### Source text
******************************

Sunday, July 29, 2007

Putting a toe out into the world again.

This has certainly been a nasty little bug. I'm only just beginning to feel human again although I am still wheezing and coughing intermittently - and I am one of the lucky ones. A lot of sufferers (Virgo is one) have developed chest infections. She's still grey and wheezing with asthma but has avoided the pleurisy and pneumonia so many others have come down with.
A lot of doctors are booked out for anything up to a week because of the volume of cases. When Virgo obviously needed antibiotics we first tried our GP, then half a dozen others before we could get her an appointment and that wasn't until the next day. If we hadn't managed that, our only other option would have been the Emergency Department but the winter ailments have made them desperately over-crowded.

The short-sightedness of our politicians, and the squabbling over funding between State and Federal governments, has left the whole system struggling. Okay, if what you have is life-threatening, you will get quick and efficient treatment. It may be on a trolley in the Emergency Department or you may be stuck in an ambulance for hours but you will be treated. In the meantime other patients will be waiting for hours, all unwell, many in pain and often having to deal with bored children who have had to come with them because no-one was available to take care of them.

******************************

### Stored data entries

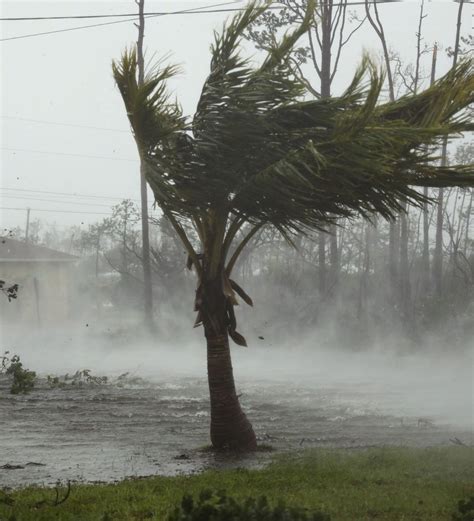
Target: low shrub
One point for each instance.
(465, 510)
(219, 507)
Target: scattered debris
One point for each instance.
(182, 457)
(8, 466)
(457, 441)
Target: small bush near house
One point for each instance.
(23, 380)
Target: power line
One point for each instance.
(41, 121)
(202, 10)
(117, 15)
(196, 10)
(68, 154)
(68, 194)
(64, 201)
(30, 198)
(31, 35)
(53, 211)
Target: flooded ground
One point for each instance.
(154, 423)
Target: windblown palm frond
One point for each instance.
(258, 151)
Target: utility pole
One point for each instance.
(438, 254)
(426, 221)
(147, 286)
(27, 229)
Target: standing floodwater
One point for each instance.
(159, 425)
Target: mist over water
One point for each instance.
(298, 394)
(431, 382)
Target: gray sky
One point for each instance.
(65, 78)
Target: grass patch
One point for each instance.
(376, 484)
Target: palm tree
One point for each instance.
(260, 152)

******************************

### Brief 1
Please list every illness or medical condition the blog post names by name.
### Brief 2
According to the blog post, why is the whole health system struggling? Answer in one to three sentences.
### Brief 3
In the blog post, how many other doctors were tried after the GP before Virgo got an appointment?

### Answer box 1
Chest infections, asthma, pleurisy, pneumonia

### Answer box 2
The system is struggling because of the short-sightedness of politicians. It is also struggling because State and Federal governments squabble over funding.

### Answer box 3
Half a dozen